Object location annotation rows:

- - - - -

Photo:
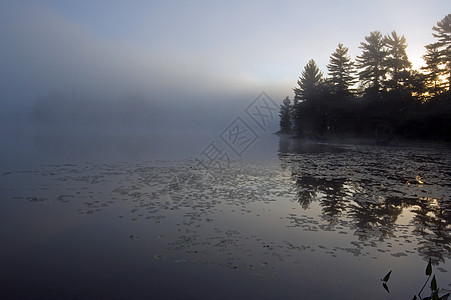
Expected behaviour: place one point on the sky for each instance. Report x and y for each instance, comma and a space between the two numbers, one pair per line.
188, 52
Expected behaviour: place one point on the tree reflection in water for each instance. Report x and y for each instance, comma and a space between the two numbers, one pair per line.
370, 187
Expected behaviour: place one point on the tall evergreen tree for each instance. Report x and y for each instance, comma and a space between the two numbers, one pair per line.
433, 69
285, 113
397, 62
341, 70
443, 34
309, 83
372, 62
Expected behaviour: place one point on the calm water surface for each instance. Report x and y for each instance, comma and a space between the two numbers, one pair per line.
318, 221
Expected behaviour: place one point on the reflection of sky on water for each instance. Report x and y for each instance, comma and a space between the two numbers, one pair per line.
322, 222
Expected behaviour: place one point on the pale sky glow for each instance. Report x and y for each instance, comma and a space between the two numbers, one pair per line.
170, 48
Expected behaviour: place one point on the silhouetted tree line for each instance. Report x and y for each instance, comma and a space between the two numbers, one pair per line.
378, 94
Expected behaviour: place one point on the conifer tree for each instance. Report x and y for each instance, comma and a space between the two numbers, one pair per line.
396, 62
372, 62
309, 83
341, 70
443, 34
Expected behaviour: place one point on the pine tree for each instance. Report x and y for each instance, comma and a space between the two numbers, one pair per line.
372, 62
433, 69
285, 113
341, 70
396, 61
443, 33
309, 83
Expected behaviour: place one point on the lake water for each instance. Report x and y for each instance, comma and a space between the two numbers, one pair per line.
291, 220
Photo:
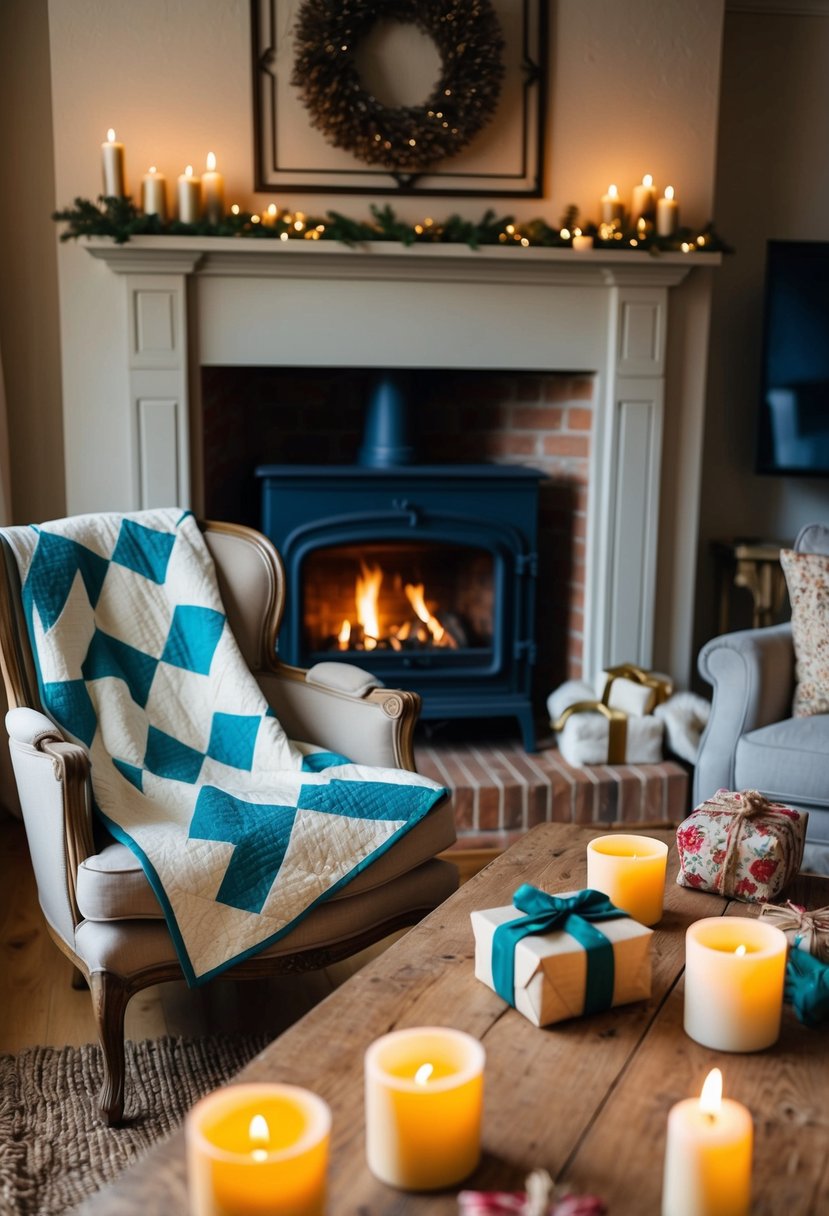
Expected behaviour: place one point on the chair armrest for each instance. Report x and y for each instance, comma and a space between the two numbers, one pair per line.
344, 711
30, 726
52, 784
753, 675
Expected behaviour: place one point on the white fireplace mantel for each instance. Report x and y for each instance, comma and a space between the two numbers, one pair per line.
193, 303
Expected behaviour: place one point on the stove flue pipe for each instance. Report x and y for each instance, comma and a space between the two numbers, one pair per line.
385, 439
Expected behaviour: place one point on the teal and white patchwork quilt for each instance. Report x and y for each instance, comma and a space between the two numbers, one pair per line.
241, 831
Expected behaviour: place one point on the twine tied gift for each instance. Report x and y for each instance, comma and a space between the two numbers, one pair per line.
812, 925
742, 809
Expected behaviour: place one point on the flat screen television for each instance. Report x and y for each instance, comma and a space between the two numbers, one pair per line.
794, 403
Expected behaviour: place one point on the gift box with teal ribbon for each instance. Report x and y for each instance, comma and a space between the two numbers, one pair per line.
562, 956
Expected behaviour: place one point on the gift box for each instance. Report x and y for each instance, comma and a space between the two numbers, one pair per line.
632, 690
739, 844
562, 956
591, 732
805, 930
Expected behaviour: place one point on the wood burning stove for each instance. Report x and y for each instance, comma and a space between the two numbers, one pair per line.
423, 574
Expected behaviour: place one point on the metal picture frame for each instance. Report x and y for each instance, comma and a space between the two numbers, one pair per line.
505, 159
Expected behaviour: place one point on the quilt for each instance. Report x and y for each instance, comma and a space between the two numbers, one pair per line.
240, 831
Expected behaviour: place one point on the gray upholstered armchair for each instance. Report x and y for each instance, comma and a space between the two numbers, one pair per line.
751, 741
95, 896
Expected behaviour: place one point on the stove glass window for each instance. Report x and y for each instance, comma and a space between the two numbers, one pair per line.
398, 596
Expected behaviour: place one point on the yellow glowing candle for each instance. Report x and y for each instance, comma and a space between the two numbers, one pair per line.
112, 161
258, 1150
734, 973
213, 191
424, 1096
153, 193
644, 200
612, 206
190, 197
630, 870
708, 1157
667, 213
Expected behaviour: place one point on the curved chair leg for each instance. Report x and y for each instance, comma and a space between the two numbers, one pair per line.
110, 998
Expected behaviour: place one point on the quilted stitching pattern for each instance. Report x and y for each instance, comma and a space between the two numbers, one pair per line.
240, 833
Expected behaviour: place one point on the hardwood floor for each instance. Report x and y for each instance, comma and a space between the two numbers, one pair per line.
38, 1005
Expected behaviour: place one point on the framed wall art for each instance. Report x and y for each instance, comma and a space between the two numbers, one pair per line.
400, 96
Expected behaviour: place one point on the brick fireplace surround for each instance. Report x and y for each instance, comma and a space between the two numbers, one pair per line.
573, 347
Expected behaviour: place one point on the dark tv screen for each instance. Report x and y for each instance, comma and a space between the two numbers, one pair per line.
794, 406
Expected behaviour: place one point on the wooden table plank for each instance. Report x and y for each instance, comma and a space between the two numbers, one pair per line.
784, 1087
586, 1098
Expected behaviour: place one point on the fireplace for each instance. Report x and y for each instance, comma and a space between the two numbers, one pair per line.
423, 574
180, 305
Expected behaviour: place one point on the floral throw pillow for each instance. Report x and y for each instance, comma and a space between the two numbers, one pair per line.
807, 578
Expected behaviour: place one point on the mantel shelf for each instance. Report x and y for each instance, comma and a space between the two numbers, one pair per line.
388, 260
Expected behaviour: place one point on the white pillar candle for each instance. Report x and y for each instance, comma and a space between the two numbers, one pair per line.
630, 870
644, 200
112, 161
667, 213
258, 1150
734, 974
153, 193
213, 191
612, 206
190, 197
424, 1096
708, 1155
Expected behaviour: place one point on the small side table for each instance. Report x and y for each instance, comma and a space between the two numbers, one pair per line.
754, 564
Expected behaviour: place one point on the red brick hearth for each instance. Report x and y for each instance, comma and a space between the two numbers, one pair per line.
498, 791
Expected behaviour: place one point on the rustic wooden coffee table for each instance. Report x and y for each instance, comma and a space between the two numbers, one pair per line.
587, 1099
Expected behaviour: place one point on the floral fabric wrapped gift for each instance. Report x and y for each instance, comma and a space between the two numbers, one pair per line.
562, 956
739, 844
805, 930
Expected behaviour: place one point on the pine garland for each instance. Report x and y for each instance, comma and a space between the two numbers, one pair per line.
120, 219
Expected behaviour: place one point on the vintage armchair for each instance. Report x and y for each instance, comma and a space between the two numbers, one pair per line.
97, 902
751, 739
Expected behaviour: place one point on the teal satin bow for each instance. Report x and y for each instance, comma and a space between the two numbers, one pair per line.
571, 915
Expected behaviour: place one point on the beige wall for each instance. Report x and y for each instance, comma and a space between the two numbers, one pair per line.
29, 337
772, 183
633, 89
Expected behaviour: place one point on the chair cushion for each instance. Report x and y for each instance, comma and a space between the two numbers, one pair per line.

- - - - -

WRITTEN TASK: Rewrite every row above, replacing each occurrence of "Expected behaviour" with "Instruction" and keeping all other text identical. Omit the pictures from the output.

RESPONSE FOR THIS EXERCISE:
Photo:
Instruction: place one point on the sky for each instance. Report x and y for each instance, comma and a space between the two numbers, one pair per line.
188, 52
Instruction: place one point on the tree reflection in water for each instance. Report x and y for each instance, comma and a space between the two numbers, one pair per line.
370, 187
Instruction: place one point on the tall evergreen tree for each instance. Report x and y for each instance, comma and a space between the two numbers, one pair per line.
433, 69
285, 113
397, 62
341, 70
443, 34
309, 83
372, 62
Instruction: place one point on the calm water surface for each instance. Report x and y for each instance, comma and a space between the two numbers, one pair per line.
318, 221
Instruction: place one point on the reflection of sky on water for each instance. Report x and y for each instance, comma and a space between the two numbers, one pair per line.
322, 222
Instruction: place one point on the pale sky glow for each instance. Report x and y for each instance, comma and a space between the two numbers, one pair per line.
170, 48
Instruction: place one point on the silhouetted tree line for each instance. Report x and y for each instance, comma and a space between the two numbers, one pair per line.
378, 94
Instruction: place one point on the conifer tree for each instance. Report x and y for each instance, comma and a space between the two numbers, one pair per line.
396, 62
372, 62
309, 83
341, 70
443, 34
Instruction: place one point on the pine tree for each instance. Report x and y for each instance, comma and a space between the two numbers, one pair per line.
372, 62
433, 69
285, 113
341, 70
396, 61
443, 33
309, 83
Instruction: place one point on the lake water for each instance. Report x and y for each instance, comma and a space between the two numbers, one pair per line.
291, 220
Photo:
Instruction: place one point on the chair armrest for each instance. Report x and y for each instance, comma and a space between the two numbers, one pair per line.
344, 711
30, 726
52, 784
753, 675
Instruction: place one point on the white fireplace mantel for each instance. Report x and y for each instance, comma and a space between the two numbers, one pair per line.
193, 303
Instruction: place one point on the stove flue pipe for each instance. Report x and y for each instance, comma and a space between the two numbers, one pair per line.
385, 439
Instruction: place one point on the teal and white patchwork quilt for each instance. Report x and y for each instance, comma and a space between the two numbers, one pair per line.
241, 831
Instruction: place one point on the twine tied gift for each instance. Report x and y for each instance, comma and a space between the two numbers, one pair per line.
812, 925
742, 809
Instruction: place one point on the flat screen television for each instance. Report x and y for each instance, comma and a space between the two numbers, one pair per line.
794, 403
Instruction: place one point on the gift box with teal ribbon for each instance. Report x and y for each instance, comma and a space between the two numbers, one pair per line.
562, 956
Instruction: place one point on the gift box for each instance. Report x and y for each instance, comma and a space between the two numbers, one pair per line.
632, 690
739, 844
562, 956
591, 732
805, 930
Instruction: place one point on the wood burning stove for each instance. Report x and y for each instance, comma and a space between the two numbers, one pair per line.
423, 574
Instruction: place one point on the metal picture frame for each instance. Report x and y for each instance, comma and a space between the two numbers, one pair per line.
505, 159
Instruction: place one point on the quilt for each instance. Report x and y for each instance, comma and a space between the two numbers, one pair per line.
240, 831
Instruction: place one point on the gray upholstered armchair for each instance. Report x and y for each instance, comma and a space between the two numbers, one pair per line.
751, 741
95, 896
Instruction: place one point on the stove glass window for each instance. Report x and y for each instance, comma and a space between the two numbers, one pair per line.
398, 596
Instruction: place one point on the yellow glowing candle for each instance. Report x and y for each instance, comma and a space between the two numbers, one pair per line.
112, 161
258, 1150
734, 973
213, 191
424, 1096
153, 193
644, 200
612, 206
190, 197
630, 870
708, 1157
667, 213
Instruction: place one point on the curved chair leg for each instance. Report x and y for each instance, comma and a space between the two numbers, one pair per line.
110, 998
Instruction: place one point on the quilted stitching pattern for each instance. Report x and y for each instance, comma and a space between the two numbers, one pair per line.
240, 833
Instruction: place one point on the hardwood floor for each instance. Report x and y for each instance, comma and a space between the two numbers, one pair per line.
38, 1005
Instruction: place one point on the framed wall art for each instance. Report x and y for each instance, comma and a space between the two numbers, one pair per line.
400, 96
Instruction: place one point on the brick fireplace surround for each instance. Report x and y for each instance, comma and a space between the two numbers, one pair per line.
573, 347
Instruction: place one point on the dark tv screen for each instance. Report x and y for each instance, comma and a space between the two numbers, one pair per line.
794, 406
Instruction: place one point on the wooden table plank for each instance. Report x and y for each instance, comma and a space between the two numbers, one pair per line.
784, 1087
586, 1098
Instruction: place one point on the fireplace for each instance. Report x and y for each instance, comma and a space between the two numbers, one pair per line.
423, 574
180, 305
Instruction: place one point on the floral throw pillow for each instance. Report x and y for each instance, comma and a space between the two numbers, one pair per line.
807, 578
Instruction: place one point on the mantel shelf for each instance. Report x and y for each instance, comma and a space between the two numbers, one pair per line.
388, 260
Instruction: place one point on the white pillar candle for each instance. Report x and y for each instance, comma and a space between the two numbers, one pair per line.
630, 870
644, 200
112, 161
667, 213
258, 1150
734, 974
153, 193
213, 191
612, 206
190, 197
424, 1096
708, 1155
Instruction: place one point on the small side table for each instance. Report x and y for each instance, comma and a space between the two numbers, one pair per line.
754, 564
Instruction: place one point on the red brick hearth for each instance. Report x and y for each instance, comma and a space between the two numbers, one pair per line.
498, 791
Instruction: place one point on the rustic wooden coffee table for each instance. Report x and y for each instance, comma and a space between the two numbers, one pair per line.
587, 1099
Instruction: place one point on the floral fabric wrapped gift for each instance. Report x and y for each instance, comma and a space between the two numbers, one pair per line.
562, 956
739, 844
805, 930
Instruction: place one point on the pine garland for each instance. Report x and y for each instance, comma and a space between the two numbers, one pair per line.
120, 219
Instruction: place one point on the vintage armchair for each instance. Report x and y for each instance, comma and a space between the two numbers, one pair per line.
97, 902
751, 739
Instruction: place one point on the teal satin bow for each instance. Report x and y for each instance, comma and a space between the two numbers, one pair per line.
571, 915
Instruction: place one point on the beige wall for each instance. Report x and y for each instance, comma and a space between the two numbers, one pair per line.
29, 337
772, 183
633, 89
Instruction: place one point on the chair cushion for each instance. Report x and y for each instance, comma and a space between the two numbers, one pair per line.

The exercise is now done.